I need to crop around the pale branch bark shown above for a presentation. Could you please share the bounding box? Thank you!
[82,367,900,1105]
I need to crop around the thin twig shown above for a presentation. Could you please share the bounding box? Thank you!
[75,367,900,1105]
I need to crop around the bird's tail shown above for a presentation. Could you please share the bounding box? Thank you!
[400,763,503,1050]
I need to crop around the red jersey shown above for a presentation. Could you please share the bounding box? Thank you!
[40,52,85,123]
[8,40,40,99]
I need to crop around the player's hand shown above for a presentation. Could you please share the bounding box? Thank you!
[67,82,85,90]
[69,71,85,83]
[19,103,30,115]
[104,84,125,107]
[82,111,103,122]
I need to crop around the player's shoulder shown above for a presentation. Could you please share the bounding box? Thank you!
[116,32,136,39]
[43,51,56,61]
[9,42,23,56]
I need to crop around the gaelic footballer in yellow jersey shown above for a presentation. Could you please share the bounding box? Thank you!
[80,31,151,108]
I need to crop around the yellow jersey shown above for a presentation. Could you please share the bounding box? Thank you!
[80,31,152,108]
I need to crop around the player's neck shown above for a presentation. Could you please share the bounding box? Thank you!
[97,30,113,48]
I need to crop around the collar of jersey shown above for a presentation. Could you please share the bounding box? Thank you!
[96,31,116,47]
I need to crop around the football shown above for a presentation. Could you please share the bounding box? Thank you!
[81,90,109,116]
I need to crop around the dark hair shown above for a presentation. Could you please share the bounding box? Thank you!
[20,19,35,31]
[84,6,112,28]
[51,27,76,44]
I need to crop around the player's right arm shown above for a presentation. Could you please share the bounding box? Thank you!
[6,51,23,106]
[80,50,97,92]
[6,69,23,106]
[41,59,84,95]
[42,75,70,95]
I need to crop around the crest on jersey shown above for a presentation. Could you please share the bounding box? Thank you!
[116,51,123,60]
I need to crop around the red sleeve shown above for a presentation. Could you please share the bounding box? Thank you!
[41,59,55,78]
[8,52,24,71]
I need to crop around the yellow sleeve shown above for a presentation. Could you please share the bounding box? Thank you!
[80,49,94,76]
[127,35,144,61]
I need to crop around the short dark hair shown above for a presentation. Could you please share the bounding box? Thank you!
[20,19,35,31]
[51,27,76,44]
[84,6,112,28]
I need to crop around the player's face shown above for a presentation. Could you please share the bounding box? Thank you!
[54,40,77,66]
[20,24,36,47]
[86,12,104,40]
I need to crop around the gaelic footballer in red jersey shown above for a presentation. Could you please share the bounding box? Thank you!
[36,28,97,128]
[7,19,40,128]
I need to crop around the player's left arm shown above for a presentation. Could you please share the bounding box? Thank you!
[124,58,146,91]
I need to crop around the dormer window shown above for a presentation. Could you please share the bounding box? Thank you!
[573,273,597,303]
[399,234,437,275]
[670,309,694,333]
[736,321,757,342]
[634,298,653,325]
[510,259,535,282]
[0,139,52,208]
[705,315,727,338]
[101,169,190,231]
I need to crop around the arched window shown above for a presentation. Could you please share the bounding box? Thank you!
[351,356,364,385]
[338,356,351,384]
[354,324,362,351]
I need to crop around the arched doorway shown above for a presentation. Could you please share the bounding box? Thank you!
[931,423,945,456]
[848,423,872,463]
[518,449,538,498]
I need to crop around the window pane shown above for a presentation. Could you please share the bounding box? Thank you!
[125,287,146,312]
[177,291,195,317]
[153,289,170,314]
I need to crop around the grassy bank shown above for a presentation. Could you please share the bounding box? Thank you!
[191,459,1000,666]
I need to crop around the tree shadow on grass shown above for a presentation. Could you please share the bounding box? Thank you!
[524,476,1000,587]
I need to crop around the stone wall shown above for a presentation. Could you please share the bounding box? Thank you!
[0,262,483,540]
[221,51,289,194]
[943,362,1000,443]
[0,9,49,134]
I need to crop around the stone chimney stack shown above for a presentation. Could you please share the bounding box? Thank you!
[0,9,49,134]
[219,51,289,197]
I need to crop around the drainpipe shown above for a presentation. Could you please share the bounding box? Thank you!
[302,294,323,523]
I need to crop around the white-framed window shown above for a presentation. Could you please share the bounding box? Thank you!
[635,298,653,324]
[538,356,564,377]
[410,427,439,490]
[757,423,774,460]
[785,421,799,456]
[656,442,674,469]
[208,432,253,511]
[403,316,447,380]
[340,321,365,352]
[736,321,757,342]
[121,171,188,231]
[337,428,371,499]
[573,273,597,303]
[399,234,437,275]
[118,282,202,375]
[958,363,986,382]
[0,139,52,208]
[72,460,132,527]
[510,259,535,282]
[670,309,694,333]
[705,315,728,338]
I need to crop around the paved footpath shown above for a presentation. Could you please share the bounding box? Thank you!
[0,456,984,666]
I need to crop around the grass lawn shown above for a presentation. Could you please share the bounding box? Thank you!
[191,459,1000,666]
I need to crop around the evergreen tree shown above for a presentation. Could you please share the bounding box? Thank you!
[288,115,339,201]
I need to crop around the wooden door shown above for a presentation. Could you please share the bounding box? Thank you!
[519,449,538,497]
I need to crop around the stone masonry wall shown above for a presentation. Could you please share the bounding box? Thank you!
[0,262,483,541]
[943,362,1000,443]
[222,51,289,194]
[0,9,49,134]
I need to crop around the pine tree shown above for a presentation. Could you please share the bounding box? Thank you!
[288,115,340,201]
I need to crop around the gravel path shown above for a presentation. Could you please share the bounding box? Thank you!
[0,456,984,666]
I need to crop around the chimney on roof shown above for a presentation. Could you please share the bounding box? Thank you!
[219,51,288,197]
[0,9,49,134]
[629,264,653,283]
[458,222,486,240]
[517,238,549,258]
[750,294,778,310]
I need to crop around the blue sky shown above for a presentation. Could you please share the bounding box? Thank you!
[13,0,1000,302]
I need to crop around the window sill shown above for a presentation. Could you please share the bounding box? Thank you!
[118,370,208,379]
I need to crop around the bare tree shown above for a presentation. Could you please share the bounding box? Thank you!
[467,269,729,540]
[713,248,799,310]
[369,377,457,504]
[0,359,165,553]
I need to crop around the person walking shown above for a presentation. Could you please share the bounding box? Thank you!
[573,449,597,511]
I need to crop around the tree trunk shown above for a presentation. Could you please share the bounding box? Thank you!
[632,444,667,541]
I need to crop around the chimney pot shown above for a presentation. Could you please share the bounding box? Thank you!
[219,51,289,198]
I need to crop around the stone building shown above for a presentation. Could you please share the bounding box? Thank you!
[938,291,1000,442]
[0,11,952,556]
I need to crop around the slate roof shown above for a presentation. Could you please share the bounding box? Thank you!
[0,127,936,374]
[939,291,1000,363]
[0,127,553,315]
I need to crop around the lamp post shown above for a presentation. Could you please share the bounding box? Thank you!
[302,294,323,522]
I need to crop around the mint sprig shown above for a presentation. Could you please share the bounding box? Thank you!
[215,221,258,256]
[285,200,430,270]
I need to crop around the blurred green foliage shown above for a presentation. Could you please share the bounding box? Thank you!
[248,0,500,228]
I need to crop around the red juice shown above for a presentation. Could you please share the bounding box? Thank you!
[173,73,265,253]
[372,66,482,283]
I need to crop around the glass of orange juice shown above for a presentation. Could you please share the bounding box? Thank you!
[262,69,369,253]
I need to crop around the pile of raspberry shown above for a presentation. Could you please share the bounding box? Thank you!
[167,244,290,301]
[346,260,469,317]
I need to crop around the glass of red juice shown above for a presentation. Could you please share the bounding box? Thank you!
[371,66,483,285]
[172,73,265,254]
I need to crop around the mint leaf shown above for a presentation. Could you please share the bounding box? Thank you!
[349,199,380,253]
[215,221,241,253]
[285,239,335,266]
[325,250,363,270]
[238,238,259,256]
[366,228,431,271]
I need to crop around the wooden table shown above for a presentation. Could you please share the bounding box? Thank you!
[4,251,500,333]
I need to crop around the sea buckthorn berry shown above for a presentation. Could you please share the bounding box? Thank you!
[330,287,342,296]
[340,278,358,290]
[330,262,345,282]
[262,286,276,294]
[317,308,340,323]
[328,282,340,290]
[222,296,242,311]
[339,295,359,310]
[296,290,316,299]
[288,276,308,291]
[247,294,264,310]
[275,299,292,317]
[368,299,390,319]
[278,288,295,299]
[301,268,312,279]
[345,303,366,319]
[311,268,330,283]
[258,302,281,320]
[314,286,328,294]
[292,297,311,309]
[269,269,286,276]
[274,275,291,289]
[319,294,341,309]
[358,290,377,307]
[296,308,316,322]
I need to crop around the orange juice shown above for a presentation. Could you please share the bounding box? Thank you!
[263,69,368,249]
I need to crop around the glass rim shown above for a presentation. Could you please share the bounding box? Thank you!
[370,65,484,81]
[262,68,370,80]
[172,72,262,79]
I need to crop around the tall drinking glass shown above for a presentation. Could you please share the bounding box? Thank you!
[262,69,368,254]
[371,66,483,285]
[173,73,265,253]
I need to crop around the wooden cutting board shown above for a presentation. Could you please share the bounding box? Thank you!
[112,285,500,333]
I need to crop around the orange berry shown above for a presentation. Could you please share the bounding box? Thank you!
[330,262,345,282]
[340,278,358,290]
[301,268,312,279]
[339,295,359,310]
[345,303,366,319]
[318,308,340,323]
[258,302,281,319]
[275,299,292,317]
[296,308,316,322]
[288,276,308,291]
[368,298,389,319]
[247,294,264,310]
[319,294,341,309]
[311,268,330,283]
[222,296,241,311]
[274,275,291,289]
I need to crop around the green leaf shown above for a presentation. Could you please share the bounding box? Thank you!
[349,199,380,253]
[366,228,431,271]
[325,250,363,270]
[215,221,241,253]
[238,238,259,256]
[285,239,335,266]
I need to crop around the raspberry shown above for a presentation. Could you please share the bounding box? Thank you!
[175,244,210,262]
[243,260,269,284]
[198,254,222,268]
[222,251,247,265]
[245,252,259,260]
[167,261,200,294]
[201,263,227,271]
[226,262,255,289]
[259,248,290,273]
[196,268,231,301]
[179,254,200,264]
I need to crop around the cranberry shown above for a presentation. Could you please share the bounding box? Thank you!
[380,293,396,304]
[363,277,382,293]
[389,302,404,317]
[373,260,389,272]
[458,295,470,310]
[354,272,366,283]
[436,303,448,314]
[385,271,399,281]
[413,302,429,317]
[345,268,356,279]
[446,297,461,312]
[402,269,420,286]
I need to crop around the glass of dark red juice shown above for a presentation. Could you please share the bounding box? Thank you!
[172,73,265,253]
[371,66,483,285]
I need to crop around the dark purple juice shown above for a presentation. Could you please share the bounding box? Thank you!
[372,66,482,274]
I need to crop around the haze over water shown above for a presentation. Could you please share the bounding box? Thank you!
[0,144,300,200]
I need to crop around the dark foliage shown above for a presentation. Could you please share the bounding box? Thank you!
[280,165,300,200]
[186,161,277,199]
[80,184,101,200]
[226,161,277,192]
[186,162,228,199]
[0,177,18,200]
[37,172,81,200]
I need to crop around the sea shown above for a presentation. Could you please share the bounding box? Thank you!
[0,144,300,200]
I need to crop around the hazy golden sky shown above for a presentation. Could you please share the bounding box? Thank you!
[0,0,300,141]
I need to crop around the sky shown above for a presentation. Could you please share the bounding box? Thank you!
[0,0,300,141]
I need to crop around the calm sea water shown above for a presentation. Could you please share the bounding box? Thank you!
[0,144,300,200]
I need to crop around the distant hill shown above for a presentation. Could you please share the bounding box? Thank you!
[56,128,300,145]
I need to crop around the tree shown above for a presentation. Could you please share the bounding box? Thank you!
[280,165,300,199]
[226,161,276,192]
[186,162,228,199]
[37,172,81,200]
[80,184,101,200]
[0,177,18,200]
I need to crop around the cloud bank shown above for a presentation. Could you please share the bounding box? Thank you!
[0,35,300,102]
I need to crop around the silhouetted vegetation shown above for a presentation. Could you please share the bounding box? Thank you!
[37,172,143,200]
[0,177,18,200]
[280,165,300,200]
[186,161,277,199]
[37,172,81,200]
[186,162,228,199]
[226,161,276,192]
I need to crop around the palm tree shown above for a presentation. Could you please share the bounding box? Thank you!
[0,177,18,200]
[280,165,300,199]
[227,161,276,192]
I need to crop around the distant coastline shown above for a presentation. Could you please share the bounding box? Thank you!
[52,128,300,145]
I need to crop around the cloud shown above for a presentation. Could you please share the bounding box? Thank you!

━━━━━━━━━━━━━━━━

Brief
Could you turn the material, from its first line up to and including the line with "[75,367,900,1105]", into a numbered list with blank lines left out?

Output for this exercise
1. I need to crop around the pale branch bark shown above for a presentation. Could you please share the bounding box? Thank you!
2. [82,367,900,1105]
3. I need to crop around the thin twig shown above for a presentation. Could you please share the bounding box? Thank you!
4. [75,367,900,1105]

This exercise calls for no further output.